A single number is the answer here: the count of lines in the data below that include the word "tree".

[Dataset — start]

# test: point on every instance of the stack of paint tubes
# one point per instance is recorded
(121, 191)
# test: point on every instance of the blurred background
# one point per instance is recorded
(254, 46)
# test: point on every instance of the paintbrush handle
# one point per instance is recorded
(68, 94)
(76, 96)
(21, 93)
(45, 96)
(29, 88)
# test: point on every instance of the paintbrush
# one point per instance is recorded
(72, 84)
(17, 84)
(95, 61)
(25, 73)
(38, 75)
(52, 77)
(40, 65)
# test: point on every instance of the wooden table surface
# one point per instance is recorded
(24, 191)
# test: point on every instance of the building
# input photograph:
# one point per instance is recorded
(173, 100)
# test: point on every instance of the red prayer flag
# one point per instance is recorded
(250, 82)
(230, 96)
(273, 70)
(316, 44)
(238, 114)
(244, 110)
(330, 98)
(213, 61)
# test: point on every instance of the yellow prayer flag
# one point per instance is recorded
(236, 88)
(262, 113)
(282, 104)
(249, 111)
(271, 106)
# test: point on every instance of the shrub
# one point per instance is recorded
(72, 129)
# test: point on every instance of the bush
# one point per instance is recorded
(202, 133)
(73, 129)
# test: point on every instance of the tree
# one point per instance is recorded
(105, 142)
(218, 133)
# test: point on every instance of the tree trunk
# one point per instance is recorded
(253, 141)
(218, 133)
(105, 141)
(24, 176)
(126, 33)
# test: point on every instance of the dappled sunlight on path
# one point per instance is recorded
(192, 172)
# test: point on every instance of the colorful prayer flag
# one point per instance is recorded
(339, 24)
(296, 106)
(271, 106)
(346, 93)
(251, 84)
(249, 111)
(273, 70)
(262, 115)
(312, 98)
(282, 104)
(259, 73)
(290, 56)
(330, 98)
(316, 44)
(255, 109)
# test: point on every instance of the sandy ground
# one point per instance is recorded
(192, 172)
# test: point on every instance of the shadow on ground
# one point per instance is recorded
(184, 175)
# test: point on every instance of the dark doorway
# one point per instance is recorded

[Dataset — finish]

Output for this exercise
2